Source data:

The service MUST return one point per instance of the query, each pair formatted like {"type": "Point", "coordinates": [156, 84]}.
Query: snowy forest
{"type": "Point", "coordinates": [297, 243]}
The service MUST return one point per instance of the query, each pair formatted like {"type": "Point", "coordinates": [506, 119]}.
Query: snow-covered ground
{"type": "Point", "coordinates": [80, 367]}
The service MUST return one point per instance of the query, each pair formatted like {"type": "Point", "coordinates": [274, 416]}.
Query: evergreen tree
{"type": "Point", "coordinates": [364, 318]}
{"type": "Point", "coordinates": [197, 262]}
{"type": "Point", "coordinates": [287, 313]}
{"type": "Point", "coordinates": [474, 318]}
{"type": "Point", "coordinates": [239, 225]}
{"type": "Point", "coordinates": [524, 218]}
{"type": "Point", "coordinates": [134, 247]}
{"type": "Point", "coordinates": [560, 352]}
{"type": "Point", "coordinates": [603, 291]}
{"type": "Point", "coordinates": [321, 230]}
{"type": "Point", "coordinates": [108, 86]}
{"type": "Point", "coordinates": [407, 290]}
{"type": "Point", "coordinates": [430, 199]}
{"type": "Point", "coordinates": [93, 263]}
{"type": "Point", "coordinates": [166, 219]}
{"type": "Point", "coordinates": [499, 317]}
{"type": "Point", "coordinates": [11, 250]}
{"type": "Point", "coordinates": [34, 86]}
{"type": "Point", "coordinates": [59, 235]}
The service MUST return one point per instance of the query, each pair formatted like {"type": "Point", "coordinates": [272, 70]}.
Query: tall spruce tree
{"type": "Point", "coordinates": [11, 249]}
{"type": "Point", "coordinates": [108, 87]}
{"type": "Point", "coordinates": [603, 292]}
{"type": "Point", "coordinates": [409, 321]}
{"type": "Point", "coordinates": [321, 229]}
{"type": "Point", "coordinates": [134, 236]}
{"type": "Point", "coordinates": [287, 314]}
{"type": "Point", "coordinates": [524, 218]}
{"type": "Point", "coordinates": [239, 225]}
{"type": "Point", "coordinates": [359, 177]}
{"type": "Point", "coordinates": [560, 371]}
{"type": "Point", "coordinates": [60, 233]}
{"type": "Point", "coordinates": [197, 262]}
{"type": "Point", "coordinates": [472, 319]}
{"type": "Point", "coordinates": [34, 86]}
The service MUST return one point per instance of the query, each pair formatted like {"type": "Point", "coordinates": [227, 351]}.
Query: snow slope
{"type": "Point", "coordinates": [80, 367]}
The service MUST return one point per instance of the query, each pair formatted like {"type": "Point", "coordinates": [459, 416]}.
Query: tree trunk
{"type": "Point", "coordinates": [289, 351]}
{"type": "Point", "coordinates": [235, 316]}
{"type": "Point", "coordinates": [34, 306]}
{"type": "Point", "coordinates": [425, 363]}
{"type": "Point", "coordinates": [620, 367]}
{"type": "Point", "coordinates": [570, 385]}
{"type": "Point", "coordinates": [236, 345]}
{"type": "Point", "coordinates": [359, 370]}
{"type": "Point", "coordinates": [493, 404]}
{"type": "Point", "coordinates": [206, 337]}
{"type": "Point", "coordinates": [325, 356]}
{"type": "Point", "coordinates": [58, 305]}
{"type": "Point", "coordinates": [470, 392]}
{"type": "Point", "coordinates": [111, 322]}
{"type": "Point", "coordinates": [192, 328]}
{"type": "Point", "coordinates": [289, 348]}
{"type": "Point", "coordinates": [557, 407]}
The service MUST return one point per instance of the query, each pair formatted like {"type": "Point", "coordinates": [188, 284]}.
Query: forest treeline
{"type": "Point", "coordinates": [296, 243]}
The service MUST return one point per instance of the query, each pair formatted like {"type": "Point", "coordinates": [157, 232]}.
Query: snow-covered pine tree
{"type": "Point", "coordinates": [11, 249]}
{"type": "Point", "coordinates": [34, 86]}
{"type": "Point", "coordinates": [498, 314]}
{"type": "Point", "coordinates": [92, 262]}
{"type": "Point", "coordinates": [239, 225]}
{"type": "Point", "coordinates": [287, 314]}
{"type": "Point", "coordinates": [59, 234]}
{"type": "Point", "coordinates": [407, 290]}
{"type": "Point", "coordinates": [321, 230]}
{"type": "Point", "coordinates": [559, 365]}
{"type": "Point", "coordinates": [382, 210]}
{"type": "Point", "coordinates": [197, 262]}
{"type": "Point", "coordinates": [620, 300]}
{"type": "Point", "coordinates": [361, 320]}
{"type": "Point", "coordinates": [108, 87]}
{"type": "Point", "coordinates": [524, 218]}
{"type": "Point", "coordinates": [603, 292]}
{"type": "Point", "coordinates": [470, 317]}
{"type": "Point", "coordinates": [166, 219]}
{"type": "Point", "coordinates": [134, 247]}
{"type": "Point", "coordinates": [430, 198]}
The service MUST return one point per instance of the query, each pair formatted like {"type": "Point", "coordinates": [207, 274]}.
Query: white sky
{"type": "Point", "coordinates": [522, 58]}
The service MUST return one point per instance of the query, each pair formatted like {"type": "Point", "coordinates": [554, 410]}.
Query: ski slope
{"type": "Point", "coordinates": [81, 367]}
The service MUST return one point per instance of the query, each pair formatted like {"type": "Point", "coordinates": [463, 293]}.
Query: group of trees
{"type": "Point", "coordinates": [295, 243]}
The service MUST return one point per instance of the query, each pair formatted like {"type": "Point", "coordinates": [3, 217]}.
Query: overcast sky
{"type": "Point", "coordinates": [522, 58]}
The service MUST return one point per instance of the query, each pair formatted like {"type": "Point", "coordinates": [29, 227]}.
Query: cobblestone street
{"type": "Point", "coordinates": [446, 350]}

Exercise: Word for word, restate every record in the listing.

Reply to the task:
The service MUST return one point per instance of the query, each pair formatted like {"type": "Point", "coordinates": [156, 84]}.
Query: snowy forest
{"type": "Point", "coordinates": [297, 243]}
The service MUST return one point per instance of the query, each pair formatted like {"type": "Point", "coordinates": [506, 119]}.
Query: snow-covered ground
{"type": "Point", "coordinates": [80, 367]}
The service MUST return one point per instance of the query, each pair formatted like {"type": "Point", "coordinates": [274, 416]}.
Query: evergreen tree
{"type": "Point", "coordinates": [364, 318]}
{"type": "Point", "coordinates": [197, 262]}
{"type": "Point", "coordinates": [287, 313]}
{"type": "Point", "coordinates": [474, 318]}
{"type": "Point", "coordinates": [239, 225]}
{"type": "Point", "coordinates": [524, 218]}
{"type": "Point", "coordinates": [134, 247]}
{"type": "Point", "coordinates": [560, 352]}
{"type": "Point", "coordinates": [603, 291]}
{"type": "Point", "coordinates": [321, 230]}
{"type": "Point", "coordinates": [108, 86]}
{"type": "Point", "coordinates": [407, 290]}
{"type": "Point", "coordinates": [430, 199]}
{"type": "Point", "coordinates": [93, 263]}
{"type": "Point", "coordinates": [166, 219]}
{"type": "Point", "coordinates": [499, 317]}
{"type": "Point", "coordinates": [11, 250]}
{"type": "Point", "coordinates": [34, 86]}
{"type": "Point", "coordinates": [59, 235]}
The service MUST return one point per instance of the query, each pair formatted like {"type": "Point", "coordinates": [272, 70]}.
Query: tall spruce tree
{"type": "Point", "coordinates": [11, 249]}
{"type": "Point", "coordinates": [108, 87]}
{"type": "Point", "coordinates": [603, 292]}
{"type": "Point", "coordinates": [409, 321]}
{"type": "Point", "coordinates": [321, 229]}
{"type": "Point", "coordinates": [134, 236]}
{"type": "Point", "coordinates": [287, 314]}
{"type": "Point", "coordinates": [524, 218]}
{"type": "Point", "coordinates": [239, 225]}
{"type": "Point", "coordinates": [359, 177]}
{"type": "Point", "coordinates": [560, 371]}
{"type": "Point", "coordinates": [60, 233]}
{"type": "Point", "coordinates": [197, 262]}
{"type": "Point", "coordinates": [472, 319]}
{"type": "Point", "coordinates": [34, 86]}
The service MUST return one point per instance of the query, each pair formatted like {"type": "Point", "coordinates": [227, 351]}.
Query: snow slope
{"type": "Point", "coordinates": [80, 367]}
The service MUST return one point per instance of the query, each pair formatted like {"type": "Point", "coordinates": [459, 416]}.
Query: tree trunk
{"type": "Point", "coordinates": [289, 351]}
{"type": "Point", "coordinates": [235, 316]}
{"type": "Point", "coordinates": [34, 306]}
{"type": "Point", "coordinates": [425, 363]}
{"type": "Point", "coordinates": [620, 367]}
{"type": "Point", "coordinates": [570, 385]}
{"type": "Point", "coordinates": [236, 345]}
{"type": "Point", "coordinates": [359, 370]}
{"type": "Point", "coordinates": [493, 404]}
{"type": "Point", "coordinates": [206, 337]}
{"type": "Point", "coordinates": [325, 356]}
{"type": "Point", "coordinates": [58, 305]}
{"type": "Point", "coordinates": [470, 392]}
{"type": "Point", "coordinates": [111, 322]}
{"type": "Point", "coordinates": [192, 328]}
{"type": "Point", "coordinates": [289, 348]}
{"type": "Point", "coordinates": [557, 407]}
The service MUST return one point per instance of the query, each pair formatted like {"type": "Point", "coordinates": [188, 284]}.
Query: forest treeline
{"type": "Point", "coordinates": [296, 243]}
The service MUST return one point per instance of the query, each pair formatted like {"type": "Point", "coordinates": [157, 232]}.
Query: snow-covered pine tree
{"type": "Point", "coordinates": [11, 249]}
{"type": "Point", "coordinates": [34, 86]}
{"type": "Point", "coordinates": [498, 314]}
{"type": "Point", "coordinates": [92, 262]}
{"type": "Point", "coordinates": [239, 225]}
{"type": "Point", "coordinates": [287, 314]}
{"type": "Point", "coordinates": [59, 234]}
{"type": "Point", "coordinates": [407, 290]}
{"type": "Point", "coordinates": [321, 230]}
{"type": "Point", "coordinates": [559, 365]}
{"type": "Point", "coordinates": [382, 210]}
{"type": "Point", "coordinates": [197, 262]}
{"type": "Point", "coordinates": [620, 300]}
{"type": "Point", "coordinates": [361, 320]}
{"type": "Point", "coordinates": [108, 87]}
{"type": "Point", "coordinates": [524, 218]}
{"type": "Point", "coordinates": [603, 292]}
{"type": "Point", "coordinates": [470, 317]}
{"type": "Point", "coordinates": [166, 219]}
{"type": "Point", "coordinates": [134, 247]}
{"type": "Point", "coordinates": [430, 198]}
The service MUST return one point per instance of the query, each pair formatted like {"type": "Point", "coordinates": [207, 274]}.
Query: white sky
{"type": "Point", "coordinates": [522, 58]}
The service MUST return one point per instance of the query, each pair formatted like {"type": "Point", "coordinates": [554, 410]}.
Query: ski slope
{"type": "Point", "coordinates": [81, 367]}
The service MUST return one point per instance of the query, each pair formatted like {"type": "Point", "coordinates": [463, 293]}.
Query: group of trees
{"type": "Point", "coordinates": [295, 243]}
The service MUST return one point per instance of the query, each pair formatted like {"type": "Point", "coordinates": [3, 217]}.
Query: overcast sky
{"type": "Point", "coordinates": [522, 58]}
The service MUST return one point per instance of the query, each pair formatted like {"type": "Point", "coordinates": [29, 227]}.
Query: cobblestone street
{"type": "Point", "coordinates": [446, 350]}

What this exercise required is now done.